• **Task requirements**
Change "red car" to "blue car" in the records, beginning at their first line and stopping after the line that contains "103], [167, 104]]"; leave all else as it is.

• **Supplied material**
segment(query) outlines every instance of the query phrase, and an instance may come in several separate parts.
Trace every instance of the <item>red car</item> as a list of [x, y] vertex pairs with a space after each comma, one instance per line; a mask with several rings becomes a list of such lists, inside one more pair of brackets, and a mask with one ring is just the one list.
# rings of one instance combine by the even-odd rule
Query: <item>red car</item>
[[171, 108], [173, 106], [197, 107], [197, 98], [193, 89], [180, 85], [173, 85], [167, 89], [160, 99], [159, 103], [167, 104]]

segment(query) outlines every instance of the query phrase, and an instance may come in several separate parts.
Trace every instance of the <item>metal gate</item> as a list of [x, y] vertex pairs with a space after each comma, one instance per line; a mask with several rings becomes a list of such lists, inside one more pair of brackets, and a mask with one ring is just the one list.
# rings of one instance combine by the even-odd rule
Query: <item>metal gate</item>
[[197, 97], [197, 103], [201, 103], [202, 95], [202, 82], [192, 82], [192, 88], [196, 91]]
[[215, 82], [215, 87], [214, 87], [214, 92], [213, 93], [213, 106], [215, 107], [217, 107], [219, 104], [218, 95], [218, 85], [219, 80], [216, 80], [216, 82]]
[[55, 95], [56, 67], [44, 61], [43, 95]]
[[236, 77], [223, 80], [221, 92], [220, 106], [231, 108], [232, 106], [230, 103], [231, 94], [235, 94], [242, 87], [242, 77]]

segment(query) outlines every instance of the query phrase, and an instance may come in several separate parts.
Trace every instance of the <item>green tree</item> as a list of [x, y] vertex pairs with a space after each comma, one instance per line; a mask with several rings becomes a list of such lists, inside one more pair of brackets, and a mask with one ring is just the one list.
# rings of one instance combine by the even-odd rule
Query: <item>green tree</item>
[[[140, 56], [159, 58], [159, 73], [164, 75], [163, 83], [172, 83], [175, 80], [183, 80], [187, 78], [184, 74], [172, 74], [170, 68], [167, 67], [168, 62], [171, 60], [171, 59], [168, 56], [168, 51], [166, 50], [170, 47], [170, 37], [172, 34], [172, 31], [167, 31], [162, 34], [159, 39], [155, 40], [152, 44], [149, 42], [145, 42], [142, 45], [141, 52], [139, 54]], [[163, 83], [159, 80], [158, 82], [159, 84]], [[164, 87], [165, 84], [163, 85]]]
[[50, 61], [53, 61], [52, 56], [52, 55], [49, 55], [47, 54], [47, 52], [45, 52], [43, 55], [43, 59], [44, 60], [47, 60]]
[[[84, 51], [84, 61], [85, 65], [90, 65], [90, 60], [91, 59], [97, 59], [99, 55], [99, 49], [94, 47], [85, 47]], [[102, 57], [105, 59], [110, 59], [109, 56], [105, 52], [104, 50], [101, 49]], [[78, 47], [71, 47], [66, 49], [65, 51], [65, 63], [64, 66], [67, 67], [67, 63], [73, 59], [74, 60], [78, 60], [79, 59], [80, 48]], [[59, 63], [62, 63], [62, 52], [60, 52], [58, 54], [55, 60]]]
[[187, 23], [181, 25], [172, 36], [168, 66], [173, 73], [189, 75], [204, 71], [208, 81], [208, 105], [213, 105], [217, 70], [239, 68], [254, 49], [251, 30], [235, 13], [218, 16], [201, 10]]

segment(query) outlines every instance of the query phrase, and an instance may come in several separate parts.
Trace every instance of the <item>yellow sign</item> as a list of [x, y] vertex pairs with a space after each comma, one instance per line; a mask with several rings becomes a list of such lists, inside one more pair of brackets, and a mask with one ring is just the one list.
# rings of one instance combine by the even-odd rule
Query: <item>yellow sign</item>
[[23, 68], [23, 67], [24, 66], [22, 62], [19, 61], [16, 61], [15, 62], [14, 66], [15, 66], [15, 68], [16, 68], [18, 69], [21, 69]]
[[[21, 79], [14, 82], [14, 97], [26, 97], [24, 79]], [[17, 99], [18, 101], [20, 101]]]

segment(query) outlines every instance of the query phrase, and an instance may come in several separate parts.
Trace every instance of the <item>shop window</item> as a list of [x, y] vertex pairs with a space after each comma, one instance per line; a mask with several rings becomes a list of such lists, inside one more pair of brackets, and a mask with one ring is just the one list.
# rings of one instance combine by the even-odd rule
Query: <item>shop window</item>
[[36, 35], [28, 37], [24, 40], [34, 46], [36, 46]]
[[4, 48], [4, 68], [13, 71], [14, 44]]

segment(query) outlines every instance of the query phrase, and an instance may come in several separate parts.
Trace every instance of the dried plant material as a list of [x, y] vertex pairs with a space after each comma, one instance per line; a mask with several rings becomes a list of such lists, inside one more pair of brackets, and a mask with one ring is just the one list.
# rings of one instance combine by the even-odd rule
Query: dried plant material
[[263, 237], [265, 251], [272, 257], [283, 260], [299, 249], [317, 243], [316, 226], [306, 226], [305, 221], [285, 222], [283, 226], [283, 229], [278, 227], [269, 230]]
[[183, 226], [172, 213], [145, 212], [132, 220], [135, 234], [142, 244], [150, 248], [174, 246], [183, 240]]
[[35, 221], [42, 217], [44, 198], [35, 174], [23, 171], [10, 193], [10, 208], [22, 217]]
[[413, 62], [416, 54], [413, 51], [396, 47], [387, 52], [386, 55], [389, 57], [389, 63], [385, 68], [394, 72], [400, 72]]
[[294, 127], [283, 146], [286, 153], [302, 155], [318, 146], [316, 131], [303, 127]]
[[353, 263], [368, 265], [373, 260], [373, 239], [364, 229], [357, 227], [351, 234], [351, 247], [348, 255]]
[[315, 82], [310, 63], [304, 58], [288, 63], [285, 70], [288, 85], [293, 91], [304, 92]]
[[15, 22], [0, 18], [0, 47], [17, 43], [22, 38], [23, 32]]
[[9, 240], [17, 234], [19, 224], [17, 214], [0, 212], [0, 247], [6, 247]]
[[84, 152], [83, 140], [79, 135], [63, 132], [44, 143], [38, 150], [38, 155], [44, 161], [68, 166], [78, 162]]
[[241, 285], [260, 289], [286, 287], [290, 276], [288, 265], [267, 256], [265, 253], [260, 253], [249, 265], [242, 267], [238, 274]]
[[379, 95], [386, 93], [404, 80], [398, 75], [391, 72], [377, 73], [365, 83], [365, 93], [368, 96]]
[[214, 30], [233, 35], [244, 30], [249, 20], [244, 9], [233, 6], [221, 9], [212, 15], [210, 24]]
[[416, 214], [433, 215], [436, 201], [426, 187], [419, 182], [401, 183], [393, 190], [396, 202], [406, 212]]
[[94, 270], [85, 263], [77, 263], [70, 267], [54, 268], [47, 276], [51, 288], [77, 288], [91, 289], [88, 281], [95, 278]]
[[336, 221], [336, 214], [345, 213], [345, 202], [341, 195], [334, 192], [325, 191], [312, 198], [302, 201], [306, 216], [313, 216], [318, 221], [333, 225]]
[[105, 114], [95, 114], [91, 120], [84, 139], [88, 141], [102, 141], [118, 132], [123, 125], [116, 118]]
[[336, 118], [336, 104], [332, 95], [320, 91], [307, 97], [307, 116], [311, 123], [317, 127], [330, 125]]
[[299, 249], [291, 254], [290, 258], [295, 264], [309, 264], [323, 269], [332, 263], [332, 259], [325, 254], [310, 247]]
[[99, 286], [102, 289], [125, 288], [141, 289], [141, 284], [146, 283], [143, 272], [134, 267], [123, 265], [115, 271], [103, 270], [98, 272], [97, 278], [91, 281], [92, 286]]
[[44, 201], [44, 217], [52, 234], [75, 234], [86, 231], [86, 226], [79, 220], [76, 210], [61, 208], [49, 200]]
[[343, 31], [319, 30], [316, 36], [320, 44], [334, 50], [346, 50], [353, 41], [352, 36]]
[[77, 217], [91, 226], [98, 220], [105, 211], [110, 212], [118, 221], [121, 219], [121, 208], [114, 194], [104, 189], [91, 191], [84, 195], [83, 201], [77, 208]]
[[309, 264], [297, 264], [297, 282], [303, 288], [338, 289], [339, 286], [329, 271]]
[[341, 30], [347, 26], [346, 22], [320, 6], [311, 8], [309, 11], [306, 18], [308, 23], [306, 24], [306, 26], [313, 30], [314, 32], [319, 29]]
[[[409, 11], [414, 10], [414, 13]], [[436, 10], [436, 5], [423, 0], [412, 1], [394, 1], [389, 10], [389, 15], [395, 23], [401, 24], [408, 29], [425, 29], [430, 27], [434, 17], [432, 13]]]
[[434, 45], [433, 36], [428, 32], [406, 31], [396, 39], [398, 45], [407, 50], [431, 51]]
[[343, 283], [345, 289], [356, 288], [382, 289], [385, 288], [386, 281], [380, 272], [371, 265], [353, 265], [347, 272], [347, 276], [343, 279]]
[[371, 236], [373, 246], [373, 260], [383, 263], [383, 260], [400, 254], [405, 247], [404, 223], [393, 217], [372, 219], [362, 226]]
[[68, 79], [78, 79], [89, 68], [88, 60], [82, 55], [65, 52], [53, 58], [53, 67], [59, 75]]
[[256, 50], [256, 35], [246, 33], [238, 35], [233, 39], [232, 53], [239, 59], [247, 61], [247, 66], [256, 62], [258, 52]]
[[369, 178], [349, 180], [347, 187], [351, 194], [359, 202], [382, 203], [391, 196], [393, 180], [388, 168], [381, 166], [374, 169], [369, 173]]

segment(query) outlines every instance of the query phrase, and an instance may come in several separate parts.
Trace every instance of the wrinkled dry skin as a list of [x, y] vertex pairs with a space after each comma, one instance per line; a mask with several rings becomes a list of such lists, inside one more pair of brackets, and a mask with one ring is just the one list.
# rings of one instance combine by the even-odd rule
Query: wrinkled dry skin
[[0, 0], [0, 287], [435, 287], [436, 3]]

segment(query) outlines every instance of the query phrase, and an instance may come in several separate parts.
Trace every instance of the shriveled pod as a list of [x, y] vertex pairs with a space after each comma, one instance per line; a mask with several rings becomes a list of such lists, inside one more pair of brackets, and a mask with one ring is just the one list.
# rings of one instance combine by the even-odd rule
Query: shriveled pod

• **Solution for this exercise**
segment(query) outlines every instance of the query phrase, and an instance may come in several separate parts.
Trace every instance of the <item>blue car</item> as a list of [x, y] vertex pairs with a space after each comma, one instance per line; a mask with several rings becomes a list of such lists, inside one more pair of brackets, and a mask with one ring is just the one list.
# rings of one instance combine by the even-odd rule
Query: <item>blue car</item>
[[171, 108], [173, 106], [197, 107], [197, 98], [193, 89], [180, 85], [173, 85], [167, 89], [160, 99], [159, 103], [167, 104]]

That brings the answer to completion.